_Your task:_ Could the data below please be reproduced word for word, without the pictures?

_Data to process:_

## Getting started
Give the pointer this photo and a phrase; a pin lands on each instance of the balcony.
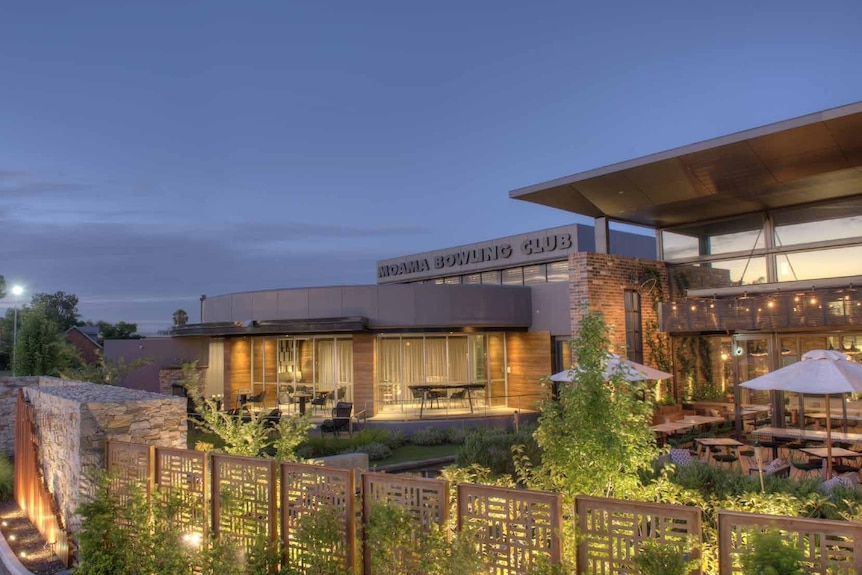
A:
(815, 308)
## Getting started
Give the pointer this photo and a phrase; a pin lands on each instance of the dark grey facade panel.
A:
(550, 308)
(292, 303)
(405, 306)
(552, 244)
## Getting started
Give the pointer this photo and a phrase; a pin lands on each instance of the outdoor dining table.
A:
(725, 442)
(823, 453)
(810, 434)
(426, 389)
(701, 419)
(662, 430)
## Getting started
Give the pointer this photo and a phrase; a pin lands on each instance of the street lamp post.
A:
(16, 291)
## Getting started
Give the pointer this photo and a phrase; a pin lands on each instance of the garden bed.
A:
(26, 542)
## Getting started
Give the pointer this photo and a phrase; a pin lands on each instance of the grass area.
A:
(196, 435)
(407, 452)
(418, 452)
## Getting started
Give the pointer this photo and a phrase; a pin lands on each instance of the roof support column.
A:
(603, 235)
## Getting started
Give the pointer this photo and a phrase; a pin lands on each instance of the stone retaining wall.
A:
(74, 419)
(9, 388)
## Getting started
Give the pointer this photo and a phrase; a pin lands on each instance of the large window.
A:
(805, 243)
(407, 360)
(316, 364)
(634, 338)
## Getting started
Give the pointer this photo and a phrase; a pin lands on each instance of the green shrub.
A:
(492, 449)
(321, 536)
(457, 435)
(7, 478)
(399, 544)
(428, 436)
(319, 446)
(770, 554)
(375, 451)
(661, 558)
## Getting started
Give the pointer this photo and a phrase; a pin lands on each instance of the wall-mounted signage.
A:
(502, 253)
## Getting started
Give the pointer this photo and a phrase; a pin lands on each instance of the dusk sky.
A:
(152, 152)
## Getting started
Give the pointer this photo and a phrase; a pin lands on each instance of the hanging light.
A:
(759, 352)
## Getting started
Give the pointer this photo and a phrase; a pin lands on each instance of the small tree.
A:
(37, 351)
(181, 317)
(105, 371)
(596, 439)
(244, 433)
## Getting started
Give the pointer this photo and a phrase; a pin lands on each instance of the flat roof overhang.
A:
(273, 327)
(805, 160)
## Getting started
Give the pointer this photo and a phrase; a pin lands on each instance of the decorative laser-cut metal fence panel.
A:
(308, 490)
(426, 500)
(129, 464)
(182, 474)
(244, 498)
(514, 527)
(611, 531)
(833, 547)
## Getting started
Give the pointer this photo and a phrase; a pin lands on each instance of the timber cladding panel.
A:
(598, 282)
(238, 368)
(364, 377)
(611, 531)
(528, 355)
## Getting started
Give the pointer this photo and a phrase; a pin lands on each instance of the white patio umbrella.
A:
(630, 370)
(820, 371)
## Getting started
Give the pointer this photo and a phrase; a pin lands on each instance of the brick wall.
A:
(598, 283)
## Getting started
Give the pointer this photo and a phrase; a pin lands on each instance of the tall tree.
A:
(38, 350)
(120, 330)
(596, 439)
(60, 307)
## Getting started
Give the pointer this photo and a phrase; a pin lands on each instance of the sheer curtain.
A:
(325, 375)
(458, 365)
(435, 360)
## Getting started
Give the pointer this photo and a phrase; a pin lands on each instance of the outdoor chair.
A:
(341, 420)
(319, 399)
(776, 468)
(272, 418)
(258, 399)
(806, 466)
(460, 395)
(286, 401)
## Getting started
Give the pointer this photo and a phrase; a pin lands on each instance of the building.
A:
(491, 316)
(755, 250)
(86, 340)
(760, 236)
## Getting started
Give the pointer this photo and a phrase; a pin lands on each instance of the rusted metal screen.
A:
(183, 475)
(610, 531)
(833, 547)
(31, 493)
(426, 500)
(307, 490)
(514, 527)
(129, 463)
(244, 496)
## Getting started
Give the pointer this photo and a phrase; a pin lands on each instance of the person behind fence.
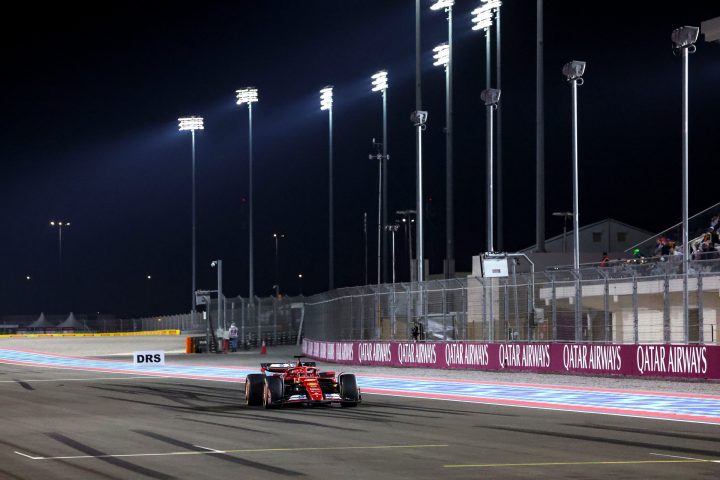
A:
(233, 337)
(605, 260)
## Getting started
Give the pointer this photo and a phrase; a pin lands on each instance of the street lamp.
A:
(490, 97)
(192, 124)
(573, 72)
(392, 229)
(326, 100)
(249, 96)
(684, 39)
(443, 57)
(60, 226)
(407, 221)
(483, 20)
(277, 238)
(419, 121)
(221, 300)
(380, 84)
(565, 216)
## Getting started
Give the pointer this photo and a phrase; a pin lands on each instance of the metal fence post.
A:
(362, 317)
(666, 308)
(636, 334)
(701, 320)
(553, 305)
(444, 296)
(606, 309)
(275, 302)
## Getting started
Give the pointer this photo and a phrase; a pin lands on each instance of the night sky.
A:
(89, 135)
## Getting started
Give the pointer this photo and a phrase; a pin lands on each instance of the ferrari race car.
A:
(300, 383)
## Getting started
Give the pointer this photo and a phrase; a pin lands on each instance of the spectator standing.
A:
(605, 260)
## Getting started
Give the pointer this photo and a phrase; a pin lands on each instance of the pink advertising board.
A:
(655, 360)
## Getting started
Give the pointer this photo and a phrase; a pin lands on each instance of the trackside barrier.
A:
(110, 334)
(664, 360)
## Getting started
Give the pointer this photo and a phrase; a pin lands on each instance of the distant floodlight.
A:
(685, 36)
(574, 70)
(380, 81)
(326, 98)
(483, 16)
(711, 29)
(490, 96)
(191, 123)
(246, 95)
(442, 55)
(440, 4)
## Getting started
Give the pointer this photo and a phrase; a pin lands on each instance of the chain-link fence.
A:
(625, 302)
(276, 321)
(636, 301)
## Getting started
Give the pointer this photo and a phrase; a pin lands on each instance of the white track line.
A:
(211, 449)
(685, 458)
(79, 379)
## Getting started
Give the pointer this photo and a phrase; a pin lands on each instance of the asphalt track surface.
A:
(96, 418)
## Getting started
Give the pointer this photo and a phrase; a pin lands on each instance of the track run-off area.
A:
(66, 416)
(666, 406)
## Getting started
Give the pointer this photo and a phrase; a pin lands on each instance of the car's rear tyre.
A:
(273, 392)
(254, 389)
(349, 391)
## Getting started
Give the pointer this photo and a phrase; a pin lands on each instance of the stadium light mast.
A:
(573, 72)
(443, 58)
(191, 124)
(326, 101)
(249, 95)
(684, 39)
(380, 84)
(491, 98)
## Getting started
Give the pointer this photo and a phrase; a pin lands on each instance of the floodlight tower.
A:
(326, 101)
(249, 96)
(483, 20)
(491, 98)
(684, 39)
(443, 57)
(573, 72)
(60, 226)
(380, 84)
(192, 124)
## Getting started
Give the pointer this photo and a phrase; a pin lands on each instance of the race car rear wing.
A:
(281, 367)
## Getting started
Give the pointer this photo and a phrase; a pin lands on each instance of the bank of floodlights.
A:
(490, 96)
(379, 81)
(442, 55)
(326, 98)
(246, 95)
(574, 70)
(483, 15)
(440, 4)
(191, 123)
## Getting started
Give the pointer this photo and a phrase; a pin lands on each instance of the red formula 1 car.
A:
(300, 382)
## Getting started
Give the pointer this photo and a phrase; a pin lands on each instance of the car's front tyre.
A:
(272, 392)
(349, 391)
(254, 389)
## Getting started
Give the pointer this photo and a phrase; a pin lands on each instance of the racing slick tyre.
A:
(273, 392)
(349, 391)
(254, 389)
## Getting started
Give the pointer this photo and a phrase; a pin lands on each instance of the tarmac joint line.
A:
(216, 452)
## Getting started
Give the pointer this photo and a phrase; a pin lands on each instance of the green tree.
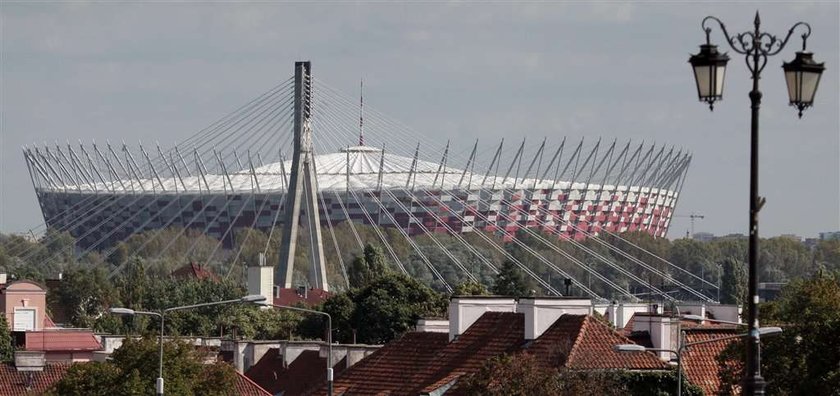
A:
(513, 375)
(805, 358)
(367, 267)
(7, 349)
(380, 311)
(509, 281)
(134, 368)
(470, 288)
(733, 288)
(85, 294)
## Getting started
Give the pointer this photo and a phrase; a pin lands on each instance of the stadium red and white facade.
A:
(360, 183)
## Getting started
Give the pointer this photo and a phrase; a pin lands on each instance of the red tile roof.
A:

_Task output:_
## Getting started
Give the pointer this photo and a phrase; a pin lands on each instance of the balcony.
A:
(815, 308)
## Getting started
Give the pointer this photo and a phrase; a pin lands on each instance of the dark grey facade panel.
A:
(550, 308)
(292, 303)
(405, 306)
(552, 244)
## Getting started
Give the pointer this photo and a phrase; a pin lands on each instance of the outdoor dining table.
A:
(725, 442)
(823, 453)
(810, 434)
(426, 389)
(701, 419)
(662, 430)
## Getting started
Give the pointer this photo and a phrase; a pin lands on each instance of the street lamp post.
A:
(16, 291)
## Getting started
Give the pointer this photo and a phrase; a pin lands on each instance of the garden bed.
A:
(26, 542)
## Getting started
Give the pointer this photo and a phrase; a pin lands on each instance of the grass area.
A:
(196, 435)
(407, 452)
(418, 452)
## Getting started
Give the pointer this photo and a phrase; a pin lands on each instance of the roof support column.
A:
(603, 235)
## Getting started
Give the pointer this photo and a phrase; a pin lands on each instance of the stone retaining wall.
A:
(74, 419)
(9, 388)
## Getting started
Give the pointer this photo and a phrase; a pin lands on each instance of the large window.
A:
(805, 243)
(407, 360)
(316, 364)
(634, 338)
## Getting started
Give the pointer this photo and a phrase; a pin lands on each instance of the green shrub.
A:
(492, 449)
(321, 536)
(457, 435)
(7, 478)
(399, 544)
(428, 436)
(319, 446)
(770, 554)
(375, 451)
(661, 558)
## Getting started
Give the pointer this photo and a phrase; a pin lands on each instance of the wall-mounted signage.
A:
(502, 253)
## Getting started
Give the pointer this photo and a phrase; a pin lands on each instance of the dusk sky.
A:
(152, 152)
## Getting started
Give the pointer this photo and a phrase; a pin lands on each instance of the hanging light.
A:
(759, 352)
## Getting started
Give the pointer this photo and a phrase; a pin lands on each instance of the small tree.
A:
(37, 351)
(181, 317)
(105, 371)
(596, 439)
(244, 433)
## Getting started
Give the pointer this photo and a phrase; a pin lands on each instance of the flat roof overhang.
A:
(273, 327)
(805, 160)
## Getting started
Give the pointer this photo and a phrase; a pin lands on each instance of the decorative laser-cut metal fence panel.
A:
(308, 490)
(426, 500)
(129, 464)
(182, 474)
(244, 498)
(514, 527)
(611, 531)
(833, 547)
## Getting started
Give the pointer this photo and a phrase; a pin lands on each instance of the timber cladding panel.
A:
(598, 282)
(238, 368)
(364, 377)
(611, 531)
(528, 355)
## Getting started
Give the pointer this photo and a phrase; a pin lands on each instance of the white patio umbrella.
A:
(630, 370)
(820, 371)
## Getting started
Give the pointer this photo and a phrase; a pin lands on each instance of the brick wall.
A:
(598, 283)
## Getting started
Give the pointer this photo and a phrase; a pin lands on each instance of the tall tree.
A:
(38, 350)
(120, 330)
(596, 439)
(60, 307)
## Getting started
Give the pointer this photo and a phrase; a pin lands on each instance of the sheer curtain.
A:
(325, 375)
(458, 365)
(435, 360)
## Getting started
Give the pointer this photo and a phrase; a pin lands on each instance of the outdoor chair.
A:
(341, 420)
(319, 399)
(776, 468)
(272, 418)
(258, 399)
(806, 466)
(460, 395)
(286, 401)
## Getting started
Give the pointer this photo and a phrase; a pin lands on each instance of the building.
A:
(491, 316)
(755, 250)
(86, 340)
(760, 236)
## Getting started
Give the pointer this photo and a phrase; a pin lands on each instance of the rusted metal screen.
A:
(183, 475)
(610, 531)
(833, 547)
(31, 493)
(426, 500)
(307, 490)
(514, 527)
(129, 463)
(244, 496)
## Getting started
Give the pointer this photo and a phrase; a pin lands on each instance of the person behind fence.
A:
(233, 337)
(605, 260)
## Getting started
Give the pointer this photo and a phrase; a pin lands on each instance of the street lamp.
A:
(490, 97)
(192, 124)
(573, 72)
(392, 229)
(326, 100)
(249, 96)
(684, 39)
(443, 57)
(60, 226)
(407, 221)
(483, 20)
(277, 238)
(419, 121)
(221, 300)
(380, 84)
(565, 216)
## Getting started
Give the pointer this photo and a phrase; a pin lands on each instance of the metal fence post.
A:
(362, 317)
(666, 308)
(636, 334)
(701, 320)
(553, 305)
(444, 296)
(606, 309)
(275, 302)
## Getting started
Give the pointer this photo and a phrase; a pin lands on each instance of the night sky.
A:
(89, 135)
## Getting started
Give the pointer this photo and a phrase; a pin lands on each instance of the ferrari race car.
A:
(300, 383)
## Getting started
Give the pointer this photo and a phrase; a pin lands on each instance of the spectator standing.
A:
(605, 260)
## Getting started
Give the pointer this photo and a phrase; a pin lands on each instance of the pink advertising board.
A:
(655, 360)
## Getting started
Give the pointer this photo and a phrase; a pin lands on each instance of the trackside barrier.
A:
(110, 334)
(664, 360)
## Getting started
Give the pointer this photo and a phrase; a pin lands on each instance of the distant floodlight.
A:
(685, 36)
(574, 70)
(380, 81)
(326, 98)
(483, 16)
(711, 29)
(490, 96)
(191, 123)
(246, 95)
(442, 55)
(440, 4)
## Getting started
Give the pointer this photo and a phrase; a pin lands on each instance of the chain-link fence.
A:
(625, 302)
(276, 321)
(636, 301)
## Getting started
Give the pointer this photo and a phrase; a pin lands on each instance of the white track line.
A:
(211, 449)
(685, 458)
(79, 379)
## Getting started
Give the pointer this photo and a phrase; a pin lands on each instance of the asphalt track surface.
A:
(96, 418)
## Getting started
Give the pointer this photo and a phrase; a pin lands on each instance of the track run-off area.
A:
(66, 416)
(666, 406)
## Getting started
Give the pointer this photo and a phrase; a pin lands on each instance of the car's rear tyre.
A:
(273, 392)
(254, 389)
(349, 391)
## Getting started
Give the pointer this photo and a phrase; a pin lands on each instance of the stadium light mast.
A:
(573, 72)
(443, 58)
(191, 124)
(326, 101)
(249, 95)
(684, 39)
(380, 84)
(491, 98)
## Getting started
Give the pointer this photo and a phrase; a pin lands on each instance of the floodlight tower.
A:
(326, 101)
(249, 96)
(483, 20)
(491, 98)
(684, 39)
(443, 57)
(573, 72)
(60, 226)
(380, 84)
(192, 124)
## Getting started
Give the pointer this photo and a phrase; a pin lands on each instance of the race car rear wing.
A:
(281, 367)
## Getting started
Give the pointer this photo and a phrase; a pin lands on each instance of the bank of floodlights.
A:
(490, 96)
(379, 81)
(442, 55)
(326, 98)
(246, 95)
(574, 70)
(483, 15)
(440, 4)
(191, 123)
## Getting started
Give the pointer this photo and a phrase; a pin lands on each instance of the red formula 1 car.
A:
(300, 382)
## Getting started
Give the pointer this photo and a phrase; a pin lands on each instance of the car's front tyre.
A:
(272, 392)
(349, 391)
(254, 389)
## Getting started
Give the pointer this photo and a phrase; a pin lands on each instance of the racing slick tyre.
A:
(273, 392)
(349, 391)
(254, 389)
## Getting started
Give the pointer this photo and a phrase; a pin lands on each instance of the tarmac joint line.
A:
(216, 452)
## Getting started
Give the pointer this photo and a phrase; a pin lands on each instance of the green tree.
A:
(513, 375)
(805, 358)
(367, 267)
(7, 349)
(380, 311)
(509, 281)
(134, 368)
(470, 288)
(733, 288)
(85, 294)
## Getting started
Give the pointer this photo and a phrase; a pin lands on each instance of the stadium red and white facade.
A:
(360, 183)
## Getting started
Give the pointer this photo and a phrase; a pin lands on each instance of the red tile roof.
A:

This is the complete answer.